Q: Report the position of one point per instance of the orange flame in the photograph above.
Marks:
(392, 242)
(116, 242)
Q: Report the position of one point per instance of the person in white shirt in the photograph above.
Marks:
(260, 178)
######
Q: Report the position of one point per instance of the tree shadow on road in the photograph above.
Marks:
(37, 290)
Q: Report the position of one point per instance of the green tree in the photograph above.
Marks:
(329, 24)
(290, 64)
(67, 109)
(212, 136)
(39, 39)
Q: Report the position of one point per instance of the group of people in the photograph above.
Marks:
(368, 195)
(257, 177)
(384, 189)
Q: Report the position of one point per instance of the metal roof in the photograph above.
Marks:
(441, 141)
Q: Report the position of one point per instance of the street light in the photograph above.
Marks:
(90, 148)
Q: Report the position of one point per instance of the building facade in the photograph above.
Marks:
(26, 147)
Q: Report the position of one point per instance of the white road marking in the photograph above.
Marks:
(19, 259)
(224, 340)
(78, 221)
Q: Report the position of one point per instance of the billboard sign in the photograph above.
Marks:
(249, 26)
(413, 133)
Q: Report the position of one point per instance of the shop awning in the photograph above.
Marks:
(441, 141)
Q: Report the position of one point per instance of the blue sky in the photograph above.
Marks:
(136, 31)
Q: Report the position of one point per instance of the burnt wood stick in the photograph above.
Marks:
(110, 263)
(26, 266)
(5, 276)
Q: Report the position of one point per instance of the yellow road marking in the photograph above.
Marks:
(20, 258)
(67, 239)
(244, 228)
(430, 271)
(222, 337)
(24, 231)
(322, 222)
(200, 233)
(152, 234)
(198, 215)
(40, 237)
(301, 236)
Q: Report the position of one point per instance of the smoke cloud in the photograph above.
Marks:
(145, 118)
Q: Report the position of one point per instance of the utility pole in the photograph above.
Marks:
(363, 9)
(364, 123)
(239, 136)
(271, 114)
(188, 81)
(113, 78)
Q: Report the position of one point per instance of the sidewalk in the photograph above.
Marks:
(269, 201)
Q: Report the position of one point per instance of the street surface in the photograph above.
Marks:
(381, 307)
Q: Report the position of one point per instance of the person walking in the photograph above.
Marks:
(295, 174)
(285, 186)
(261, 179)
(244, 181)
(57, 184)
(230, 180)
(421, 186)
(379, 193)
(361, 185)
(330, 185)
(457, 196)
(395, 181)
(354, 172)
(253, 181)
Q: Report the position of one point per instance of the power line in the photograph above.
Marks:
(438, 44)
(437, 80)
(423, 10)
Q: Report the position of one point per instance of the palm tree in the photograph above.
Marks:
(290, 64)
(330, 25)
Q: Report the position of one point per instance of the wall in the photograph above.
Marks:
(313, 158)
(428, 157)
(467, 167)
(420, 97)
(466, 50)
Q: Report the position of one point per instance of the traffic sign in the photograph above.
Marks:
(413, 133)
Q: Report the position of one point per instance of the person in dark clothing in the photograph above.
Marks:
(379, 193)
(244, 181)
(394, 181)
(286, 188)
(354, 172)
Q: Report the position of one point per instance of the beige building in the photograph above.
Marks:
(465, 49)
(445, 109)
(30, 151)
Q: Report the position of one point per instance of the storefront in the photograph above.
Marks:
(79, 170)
######
= Exercise =
Pull every line containing "road" from the material above.

= Worked solution =
Q: Report the position of one point per instance of the tree shadow on road in the photograph above.
Q: Report the position of one point per instance of the white road marking in the photograph above.
Q: Report the position of one point per instance of the yellow road marking in the photograph above.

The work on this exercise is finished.